(Beginning of Source passage)

Fifty Shades Of Go Away
I'm the female author of a funny memoir about sex addiction and relationships. Unfortunately, I now have male readers asking me on dates via email, even if they don't live in this country! To put it politely, few are men I'd ever be interested in. Also, it feels creepy to be asked out because somebody read all about my sex life. How do I kindly turn them down?
--Disturbed
Some will say you should be flattered that these men are showing interest. These people don't quite get that men hitting on you because they read your sex addiction memoir are appealing on the level of a barista who hits on you by drawing a penis and a question mark in your latte.
As for your observation that most of these guys are attempting to date out of their league, men actually seem to have evolved to try to do that -- to be all "As I see it, those Victoria's Secret Angels just haven't met the right chronically unemployed, creatively hygienic neckbeard who still lives with his mother."
This seemingly delusional overconfidence in men on the prowl aligns with how evolutionary psychologists Martie Haselton and David Buss observe that both men and women seem to have evolved to sometimes perceive the world inaccurately -- seeing our opportunities or potential danger in beneficially distorted ways. This sometimes involves over-perception -- erring on the side of seeing more than what's actually there -- and it sometimes involves under-perception, seeing less than what's actually there.
Because, for a woman, having sex can lead to nine months of soccer ball-like ankles and other pregnancy fun, plus (eventually) a child to feed, women seem to have evolved a protective bias toward underperceiving men's level of commitment. Men, on the other hand, have a chance to pass on their genes every time they have sex. So they tend to have a sexual-overperception bias -- seeing signs of mere friendliness or even utter apathy as "This babe wants me! Yepperoo. Hot for bridge troll!"

(End of Source passage)
(Beginning of Recorded data)

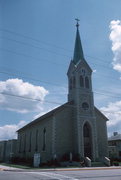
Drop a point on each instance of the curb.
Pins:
(47, 170)
(1, 169)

(End of Recorded data)

▶ **Brief 1**:
Using the advice column, answer these:
(a) What kind of book did the letter writer author?
(b) Which two evolutionary psychologists does the column name?
(c) What bias does the column say women seem to have evolved?
▶ **Brief 2**:
Reproduce the advice column word for word, from "--Disturbed" up to and including "in your latte.".

▶ **Task solution 1**:
(a) A funny memoir about sex addiction and relationships.
(b) Martie Haselton and David Buss.
(c) A protective bias toward underperceiving men's level of commitment.

▶ **Task solution 2**:
--Disturbed
Some will say you should be flattered that these men are showing interest. These people don't quite get that men hitting on you because they read your sex addiction memoir are appealing on the level of a barista who hits on you by drawing a penis and a question mark in your latte.